Excerpts of pointing data
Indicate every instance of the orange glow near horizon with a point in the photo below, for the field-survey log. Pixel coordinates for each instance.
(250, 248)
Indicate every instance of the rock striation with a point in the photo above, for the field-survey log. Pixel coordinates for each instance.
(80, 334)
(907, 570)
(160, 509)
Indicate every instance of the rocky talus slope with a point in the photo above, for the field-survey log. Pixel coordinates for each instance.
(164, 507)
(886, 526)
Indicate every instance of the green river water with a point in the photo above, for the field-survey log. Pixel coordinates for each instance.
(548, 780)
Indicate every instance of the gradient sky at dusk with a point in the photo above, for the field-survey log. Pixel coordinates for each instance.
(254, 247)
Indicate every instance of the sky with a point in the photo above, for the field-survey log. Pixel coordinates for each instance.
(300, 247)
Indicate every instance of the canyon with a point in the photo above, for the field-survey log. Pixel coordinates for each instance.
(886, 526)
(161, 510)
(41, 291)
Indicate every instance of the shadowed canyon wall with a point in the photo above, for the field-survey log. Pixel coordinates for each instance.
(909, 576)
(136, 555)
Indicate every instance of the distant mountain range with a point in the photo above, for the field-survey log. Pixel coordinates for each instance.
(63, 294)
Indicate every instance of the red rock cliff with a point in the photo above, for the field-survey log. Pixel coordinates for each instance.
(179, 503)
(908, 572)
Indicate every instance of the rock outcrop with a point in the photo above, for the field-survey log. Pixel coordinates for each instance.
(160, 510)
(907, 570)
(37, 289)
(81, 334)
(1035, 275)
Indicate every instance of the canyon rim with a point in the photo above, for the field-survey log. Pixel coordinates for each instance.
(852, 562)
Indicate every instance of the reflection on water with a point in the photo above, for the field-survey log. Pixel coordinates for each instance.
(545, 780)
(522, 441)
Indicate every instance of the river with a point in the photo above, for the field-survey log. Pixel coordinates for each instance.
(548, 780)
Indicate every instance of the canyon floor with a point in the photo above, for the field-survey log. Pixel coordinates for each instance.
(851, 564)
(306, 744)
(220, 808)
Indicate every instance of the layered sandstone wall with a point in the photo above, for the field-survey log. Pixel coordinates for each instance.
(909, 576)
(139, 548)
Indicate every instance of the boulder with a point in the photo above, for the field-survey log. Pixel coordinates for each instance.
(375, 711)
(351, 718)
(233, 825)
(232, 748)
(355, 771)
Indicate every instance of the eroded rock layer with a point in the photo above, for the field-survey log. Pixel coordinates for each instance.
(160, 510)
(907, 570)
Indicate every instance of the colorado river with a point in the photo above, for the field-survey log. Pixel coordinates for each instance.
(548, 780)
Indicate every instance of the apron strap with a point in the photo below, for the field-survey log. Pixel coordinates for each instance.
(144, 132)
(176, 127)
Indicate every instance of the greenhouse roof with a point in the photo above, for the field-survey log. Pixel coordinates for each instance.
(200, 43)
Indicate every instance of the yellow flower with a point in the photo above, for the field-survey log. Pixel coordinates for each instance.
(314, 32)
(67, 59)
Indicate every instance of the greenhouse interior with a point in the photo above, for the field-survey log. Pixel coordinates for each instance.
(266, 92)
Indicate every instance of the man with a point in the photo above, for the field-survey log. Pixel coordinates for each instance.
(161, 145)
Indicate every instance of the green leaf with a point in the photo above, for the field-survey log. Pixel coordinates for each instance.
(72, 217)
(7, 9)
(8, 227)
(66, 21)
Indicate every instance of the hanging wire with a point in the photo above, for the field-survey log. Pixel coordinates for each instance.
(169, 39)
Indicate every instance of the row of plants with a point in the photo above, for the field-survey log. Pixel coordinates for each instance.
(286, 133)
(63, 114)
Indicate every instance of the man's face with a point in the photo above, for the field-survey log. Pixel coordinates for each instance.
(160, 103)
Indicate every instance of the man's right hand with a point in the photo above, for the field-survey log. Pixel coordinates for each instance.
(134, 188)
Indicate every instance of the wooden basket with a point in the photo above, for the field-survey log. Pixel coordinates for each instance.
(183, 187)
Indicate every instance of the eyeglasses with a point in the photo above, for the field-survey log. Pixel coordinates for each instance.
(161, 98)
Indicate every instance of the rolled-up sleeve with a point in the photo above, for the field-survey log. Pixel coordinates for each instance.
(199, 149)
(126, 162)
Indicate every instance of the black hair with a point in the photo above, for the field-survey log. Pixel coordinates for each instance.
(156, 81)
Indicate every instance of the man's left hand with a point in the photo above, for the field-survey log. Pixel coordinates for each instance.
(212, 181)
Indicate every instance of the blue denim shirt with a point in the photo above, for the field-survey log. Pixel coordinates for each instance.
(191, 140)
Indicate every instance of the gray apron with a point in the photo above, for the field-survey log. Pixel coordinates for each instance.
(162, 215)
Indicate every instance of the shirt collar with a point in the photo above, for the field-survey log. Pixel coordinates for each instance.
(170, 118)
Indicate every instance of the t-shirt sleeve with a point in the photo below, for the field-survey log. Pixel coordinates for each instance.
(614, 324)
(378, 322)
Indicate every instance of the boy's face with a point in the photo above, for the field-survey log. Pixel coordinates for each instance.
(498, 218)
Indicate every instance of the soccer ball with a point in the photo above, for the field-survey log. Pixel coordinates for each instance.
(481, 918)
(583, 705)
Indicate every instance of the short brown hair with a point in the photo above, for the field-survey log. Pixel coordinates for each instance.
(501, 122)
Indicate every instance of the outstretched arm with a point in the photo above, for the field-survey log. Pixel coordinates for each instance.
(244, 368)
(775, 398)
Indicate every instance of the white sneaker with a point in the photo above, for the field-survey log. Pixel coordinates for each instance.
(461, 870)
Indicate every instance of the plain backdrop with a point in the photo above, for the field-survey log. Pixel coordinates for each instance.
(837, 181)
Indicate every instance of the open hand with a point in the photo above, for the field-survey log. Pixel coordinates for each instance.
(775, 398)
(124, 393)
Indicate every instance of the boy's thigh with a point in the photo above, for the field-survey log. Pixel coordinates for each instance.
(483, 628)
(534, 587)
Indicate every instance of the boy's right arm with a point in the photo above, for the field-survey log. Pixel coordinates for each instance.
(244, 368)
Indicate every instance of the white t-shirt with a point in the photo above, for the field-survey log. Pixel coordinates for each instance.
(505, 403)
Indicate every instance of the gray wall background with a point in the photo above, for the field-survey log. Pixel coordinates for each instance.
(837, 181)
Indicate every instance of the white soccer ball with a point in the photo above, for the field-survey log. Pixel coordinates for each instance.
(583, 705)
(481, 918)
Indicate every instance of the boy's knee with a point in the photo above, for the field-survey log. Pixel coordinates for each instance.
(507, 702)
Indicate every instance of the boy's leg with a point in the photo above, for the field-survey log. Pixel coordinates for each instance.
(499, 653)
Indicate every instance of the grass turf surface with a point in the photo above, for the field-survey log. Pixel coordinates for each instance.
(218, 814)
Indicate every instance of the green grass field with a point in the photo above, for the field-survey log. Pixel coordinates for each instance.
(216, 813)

Problem to solve.
Only the lines from the one containing "Indicate every instance of the boy's thigh" to the end of the records should be repeated, exactly as they appear.

Result.
Indicate every instance of the boy's thigh with a point in the photo above, for the field-survey log. Pixel coordinates for each instance.
(483, 628)
(534, 587)
Indicate every instance of the boy's right arm with a point in the photo above, for the field-survey log. Pixel coordinates for each instance.
(244, 368)
Indicate every instance of the white t-shirt with a point in the photo above, for the field-survey log. Pixel coordinates for each instance.
(505, 403)
Indicate every instance of the gray wall background with a point in the photo above, for the field-survey log. Pixel coordinates for each instance.
(837, 181)
Indicate every instance of the white soccer ball with a point in the photo above, for the field-survey log. Pixel coordinates for each instance.
(583, 705)
(481, 918)
Indicate every instance of the boy's knee with a point in the photo above, for the field-survey log. Pixel coordinates for each instance.
(507, 702)
Indicate every instance of the boy's leg with a point in the photo above, for the field-survey log. Pixel coordinates for each instance.
(499, 653)
Indicate every instance of the grass turf surface with a point in the photo above, for the field-survey log. Pixel coordinates for each instance.
(218, 814)
Indicate every instance of the green grass field with a point in the photo above, for the field-survey log. Pixel coordinates for each instance.
(216, 813)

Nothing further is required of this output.